● CHALLENGE A: According to the text on identifying reverb types, which two types are the hardest to tell apart?
● CHALLENGE B: Carry on the text about identifying reverb types from the point where it stops.

1. When you hear a reverb, how can you tell what type of verb it is? Plate? Hall? Room? Chamber? Spring? Gated? Reverse? What are some of the giveaways that tell the ear which verb the mixer used?

It can be tough - as reverbs can often be labeled "Hall" and sound interchangeable with "Room." These two are the toughest to tell apart. Easiest ones to catch to my ear are Reversed - because you hear the incline - and Gated - because the tail disappears prematurely. Gated can be tough to catch because often, with a non-linear decay and a full mix, it's hard to hear if the tail is gone, or just getting masked. It's a guess - but if the reverb seems to be strongly present - yet still seems to not conflict with the dry sound, there's a good chance there's some kind of gating effect. Springs are usually pretty easy to pick out - they have a "ridged" effect and don't have possess any early or late reflections. They just shoot off one linear decay - and don't possess any pre-delay unless it's an algorithm or a pre-delay is artificially created on the return buss.

Springs you can usually discern some of the individual "ripples" especially if the spring itself is tuned with a low tension - higher tension springs will have a mild ring.

● LISTED ENTRIES:
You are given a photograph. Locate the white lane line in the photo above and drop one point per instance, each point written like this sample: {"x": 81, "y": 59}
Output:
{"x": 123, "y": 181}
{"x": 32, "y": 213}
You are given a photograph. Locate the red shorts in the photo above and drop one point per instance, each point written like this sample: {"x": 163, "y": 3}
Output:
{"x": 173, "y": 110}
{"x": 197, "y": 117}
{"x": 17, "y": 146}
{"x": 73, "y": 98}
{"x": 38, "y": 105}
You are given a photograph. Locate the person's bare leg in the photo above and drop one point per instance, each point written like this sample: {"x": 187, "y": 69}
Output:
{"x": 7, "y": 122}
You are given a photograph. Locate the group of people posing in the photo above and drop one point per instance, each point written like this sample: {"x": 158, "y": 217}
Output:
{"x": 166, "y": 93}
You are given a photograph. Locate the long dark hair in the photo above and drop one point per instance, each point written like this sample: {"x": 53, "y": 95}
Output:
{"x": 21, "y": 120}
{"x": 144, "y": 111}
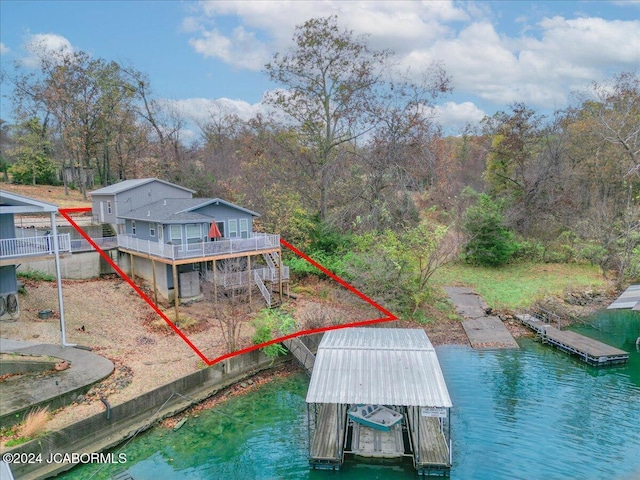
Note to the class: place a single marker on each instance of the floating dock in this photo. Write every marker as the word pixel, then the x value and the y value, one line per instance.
pixel 391 367
pixel 587 349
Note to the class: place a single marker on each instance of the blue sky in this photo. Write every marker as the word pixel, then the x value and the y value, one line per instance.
pixel 200 54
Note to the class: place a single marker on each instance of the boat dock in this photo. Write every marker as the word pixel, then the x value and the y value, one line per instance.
pixel 301 352
pixel 587 349
pixel 434 453
pixel 378 393
pixel 325 448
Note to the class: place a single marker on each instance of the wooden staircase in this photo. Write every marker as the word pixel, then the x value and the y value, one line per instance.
pixel 107 230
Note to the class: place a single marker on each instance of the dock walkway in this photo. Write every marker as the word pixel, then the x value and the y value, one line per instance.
pixel 482 329
pixel 587 349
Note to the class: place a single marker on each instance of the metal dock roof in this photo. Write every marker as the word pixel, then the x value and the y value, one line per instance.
pixel 630 298
pixel 380 366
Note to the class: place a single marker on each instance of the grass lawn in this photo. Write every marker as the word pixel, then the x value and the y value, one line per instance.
pixel 519 285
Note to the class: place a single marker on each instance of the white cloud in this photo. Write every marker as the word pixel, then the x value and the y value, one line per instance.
pixel 539 63
pixel 199 110
pixel 241 49
pixel 458 115
pixel 40 44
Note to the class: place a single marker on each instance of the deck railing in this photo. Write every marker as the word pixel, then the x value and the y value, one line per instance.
pixel 33 246
pixel 256 243
pixel 238 279
pixel 82 245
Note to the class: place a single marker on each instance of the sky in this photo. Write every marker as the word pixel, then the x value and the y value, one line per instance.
pixel 201 54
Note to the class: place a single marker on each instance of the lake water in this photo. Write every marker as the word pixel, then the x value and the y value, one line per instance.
pixel 533 413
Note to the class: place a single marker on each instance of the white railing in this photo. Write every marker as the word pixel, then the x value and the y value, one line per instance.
pixel 259 241
pixel 32 246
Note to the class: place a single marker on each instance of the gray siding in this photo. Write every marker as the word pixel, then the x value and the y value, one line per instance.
pixel 224 213
pixel 135 197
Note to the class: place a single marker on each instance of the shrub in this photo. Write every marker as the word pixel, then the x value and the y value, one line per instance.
pixel 270 324
pixel 490 242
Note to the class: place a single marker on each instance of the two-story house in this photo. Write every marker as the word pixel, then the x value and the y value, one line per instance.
pixel 176 242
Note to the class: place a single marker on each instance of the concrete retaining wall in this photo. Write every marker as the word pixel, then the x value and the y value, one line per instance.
pixel 78 266
pixel 98 432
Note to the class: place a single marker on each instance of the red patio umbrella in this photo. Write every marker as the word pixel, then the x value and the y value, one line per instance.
pixel 214 231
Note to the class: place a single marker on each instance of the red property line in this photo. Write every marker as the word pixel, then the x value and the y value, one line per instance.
pixel 389 316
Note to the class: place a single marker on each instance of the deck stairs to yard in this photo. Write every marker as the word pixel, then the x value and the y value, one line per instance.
pixel 267 278
pixel 107 230
pixel 300 351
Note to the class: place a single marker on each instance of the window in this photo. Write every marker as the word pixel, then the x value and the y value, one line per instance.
pixel 233 228
pixel 194 233
pixel 175 234
pixel 244 228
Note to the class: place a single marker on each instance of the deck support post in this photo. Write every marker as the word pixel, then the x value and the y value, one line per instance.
pixel 280 274
pixel 133 269
pixel 215 282
pixel 249 273
pixel 176 290
pixel 155 289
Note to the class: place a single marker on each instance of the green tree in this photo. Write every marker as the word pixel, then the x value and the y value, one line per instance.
pixel 395 267
pixel 33 165
pixel 489 243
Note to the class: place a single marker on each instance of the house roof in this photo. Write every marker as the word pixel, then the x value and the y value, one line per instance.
pixel 179 210
pixel 378 366
pixel 14 203
pixel 129 184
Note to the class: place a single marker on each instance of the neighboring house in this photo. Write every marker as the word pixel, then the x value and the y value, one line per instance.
pixel 178 242
pixel 23 245
pixel 110 202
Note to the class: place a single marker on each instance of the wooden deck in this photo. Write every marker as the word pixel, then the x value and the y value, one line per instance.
pixel 587 349
pixel 432 451
pixel 488 332
pixel 327 442
pixel 482 329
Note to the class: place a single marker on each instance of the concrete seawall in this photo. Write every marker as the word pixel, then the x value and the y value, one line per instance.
pixel 97 433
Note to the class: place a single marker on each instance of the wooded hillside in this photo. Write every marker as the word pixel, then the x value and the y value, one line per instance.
pixel 352 161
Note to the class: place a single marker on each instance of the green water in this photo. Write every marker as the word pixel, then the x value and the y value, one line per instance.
pixel 534 413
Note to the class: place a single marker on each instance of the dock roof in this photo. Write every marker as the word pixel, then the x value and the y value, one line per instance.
pixel 630 298
pixel 379 366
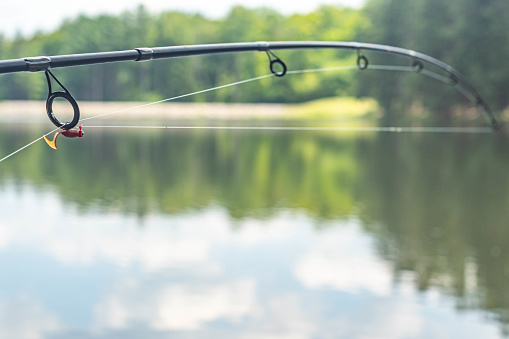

● TASK OUTPUT A: Hall and Room.

● TASK OUTPUT B:
Plates also don't naturally possess pre-delay or seperate generation for early and late reflections. It's also one single linear decay. Plates tend to be smooth - but will often have certain frequency areas where there seems to be more "build up" - areas of density that can make a plate sound thick - which to me is the main sonic cue that it's a plate rather than a natural space.

The difficulty here is that different springs and plates are constructed differently - so it's hard to say that plates are "smooth" - as some plates can get a little crunchy, and it's hard to say that springs are "rigged" - as some are pretty durn smooth sounding.

Rooms and Halls - it can really be a crapshoot. MOST of the time, Hall algorithms are designed to mimic actual bowed concert spaces - the sound is characterized by "oppenness" and an even transition between early and late reflections. Rooms on the other hand theoretically should be a more natural space with more peaks and dips in the frequency response, and a greater separation between early and late reflections (to mimic flat, parallel surfaces). But a room and a hall can really sound like anything depending on what it was modelled off of and what the processor's designer intended. Chambers are again, tough to differentiate - because a chamber is essentially just a room that's been designed with the purpose of capturing reflections.

A REAL room, vs. a REAL hall, vs. a REAL chamber is usually much easier to tell than with algorithms - because the affects of size and shape are not so customizable.

Some algorithms have diffusion settings for their plate algorithms. Makes it hard to tell if it's a weird plate, or totally weird ass room.

2. what are some of the signature characteristics of each type of verb?

Basically what I said about 1.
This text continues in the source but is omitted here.